桃太郎はそれで一件落着となる。しかしながら、現実では、再び鬼が出てきたときのことを考えておかなければならない。桃太郎がいなくても鬼を寄せ付けないようにしておかなければ、また村人が鬼に苦しめられることになるからである。

つまり、多重債務相談にとって、借金をゼロにしたり、過払金を取戻してもそれ程意味はない。重要なのは、弁護士の手を離れる四~五ヵ月の期間を活用し、今後は二度と借金をしないようにしなければならない点というである〔ママ〕(もちろん、大量の事務職員を雇用し、どんどんベルトコンベアー処理をしていけば、弁護士にとっては手軽に金儲けができるという点で意味はあるだろう。でも、弁護士が金儲けの道具として事件処理をするようになったらおしまいではないか。その時点でバッヂを速やかに外すべきであろう)。

④ 二度と借金をしないようにするためには、多重債務者に対し、以下の二点を行わせなければならない。

⑤ まずは、自分のしてきたことを心から反省させなければならない。

私は、多重債務者は断じて被害者ではないと思っている。

たしかに、生活のために借金をし、ずっと返済していたがついに払いきれずに相談に来た人はかわいそうだと思う。

しかしながら、誰にも少しの迷惑すらかけずにきた人はほとんどいない。大半は家族を保証人にしたり、家族の土地を担保に入れたり、家族や友人から金を借りたりしている。家族等に頼る時点で、既にサラ金からの相当額の借金をしているのが通常である。少し考えれば、家族や友人に迷惑を掛ける結果になることは分かりきっていたのに、あえてそういうことをするのだから非常に悪質というべきではないか。家族や友人は、「必ず返すから」「迷惑は絶対にかけないから」と泣きつかれ、金を貸したり保証人になったり担保を提供しており、まさかその時間で既に破綻状態にあり、自分も取立てに合うのが時間の問題であるとは夢にも思っていない。また、親が多重債務者であるせいで、進学を諦めたり、せっかく進学した学校を辞めなければならなくなった子どもたちもいる。

▶ [次の各問]:
1: 本文によると、多重債務者の大半は家族に対してどのようなことをしていますか。
2: 本文のうち「つまり、多重債務相談にとって」から「なくなった子どもたちもいる。」までを、末尾の語句も含めてそのまま書き写してください。
データは本文とは別個の資料です。

▶ [抜粋データ]:
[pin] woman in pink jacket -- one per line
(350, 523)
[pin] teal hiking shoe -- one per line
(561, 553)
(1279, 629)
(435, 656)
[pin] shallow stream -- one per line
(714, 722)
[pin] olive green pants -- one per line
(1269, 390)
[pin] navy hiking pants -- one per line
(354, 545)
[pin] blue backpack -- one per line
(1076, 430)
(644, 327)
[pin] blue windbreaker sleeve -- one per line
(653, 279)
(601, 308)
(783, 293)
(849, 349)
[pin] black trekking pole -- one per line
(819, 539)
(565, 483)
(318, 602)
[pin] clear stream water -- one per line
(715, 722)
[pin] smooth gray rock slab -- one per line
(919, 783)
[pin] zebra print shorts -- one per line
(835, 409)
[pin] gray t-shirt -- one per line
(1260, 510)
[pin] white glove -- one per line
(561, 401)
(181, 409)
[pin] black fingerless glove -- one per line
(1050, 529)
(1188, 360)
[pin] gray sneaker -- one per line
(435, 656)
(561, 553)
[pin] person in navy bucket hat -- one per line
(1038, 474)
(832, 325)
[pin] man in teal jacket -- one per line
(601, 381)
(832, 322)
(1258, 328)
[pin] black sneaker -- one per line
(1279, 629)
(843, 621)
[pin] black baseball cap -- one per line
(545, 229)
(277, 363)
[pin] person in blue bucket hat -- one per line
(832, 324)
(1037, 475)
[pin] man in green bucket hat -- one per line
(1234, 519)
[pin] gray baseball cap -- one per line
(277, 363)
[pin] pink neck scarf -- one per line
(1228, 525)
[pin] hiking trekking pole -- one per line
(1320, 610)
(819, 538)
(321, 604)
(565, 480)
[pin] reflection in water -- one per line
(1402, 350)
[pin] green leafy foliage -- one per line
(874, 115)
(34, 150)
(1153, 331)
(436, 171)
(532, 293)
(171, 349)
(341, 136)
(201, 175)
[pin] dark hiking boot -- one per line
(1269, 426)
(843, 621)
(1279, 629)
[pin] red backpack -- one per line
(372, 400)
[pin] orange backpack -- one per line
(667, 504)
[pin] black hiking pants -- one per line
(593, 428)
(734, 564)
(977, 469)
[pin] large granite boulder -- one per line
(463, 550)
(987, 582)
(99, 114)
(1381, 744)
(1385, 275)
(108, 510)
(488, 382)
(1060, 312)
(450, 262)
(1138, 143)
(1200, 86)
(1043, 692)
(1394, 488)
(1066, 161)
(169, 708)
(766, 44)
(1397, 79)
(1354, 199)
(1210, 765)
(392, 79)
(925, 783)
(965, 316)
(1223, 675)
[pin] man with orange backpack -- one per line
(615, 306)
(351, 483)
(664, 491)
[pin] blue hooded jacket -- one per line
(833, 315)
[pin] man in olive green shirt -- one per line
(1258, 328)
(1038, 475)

▶ [各問の解答]:
1: 家族を保証人にしたり、家族の土地を担保に入れたり、家族や友人から金を借りたりしています。

2:
つまり、多重債務相談にとって、借金をゼロにしたり、過払金を取戻してもそれ程意味はない。重要なのは、弁護士の手を離れる四~五ヵ月の期間を活用し、今後は二度と借金をしないようにしなければならない点というである〔ママ〕(もちろん、大量の事務職員を雇用し、どんどんベルトコンベアー処理をしていけば、弁護士にとっては手軽に金儲けができるという点で意味はあるだろう。でも、弁護士が金儲けの道具として事件処理をするようになったらおしまいではないか。その時点でバッヂを速やかに外すべきであろう)。

④ 二度と借金をしないようにするためには、多重債務者に対し、以下の二点を行わせなければならない。

⑤ まずは、自分のしてきたことを心から反省させなければならない。

私は、多重債務者は断じて被害者ではないと思っている。

たしかに、生活のために借金をし、ずっと返済していたがついに払いきれずに相談に来た人はかわいそうだと思う。

しかしながら、誰にも少しの迷惑すらかけずにきた人はほとんどいない。大半は家族を保証人にしたり、家族の土地を担保に入れたり、家族や友人から金を借りたりしている。家族等に頼る時点で、既にサラ金からの相当額の借金をしているのが通常である。少し考えれば、家族や友人に迷惑を掛ける結果になることは分かりきっていたのに、あえてそういうことをするのだから非常に悪質というべきではないか。家族や友人は、「必ず返すから」「迷惑は絶対にかけないから」と泣きつかれ、金を貸したり保証人になったり担保を提供しており、まさかその時間で既に破綻状態にあり、自分も取立てに合うのが時間の問題であるとは夢にも思っていない。また、親が多重債務者であるせいで、進学を諦めたり、せっかく進学した学校を辞めなければならなくなった子どもたちもいる。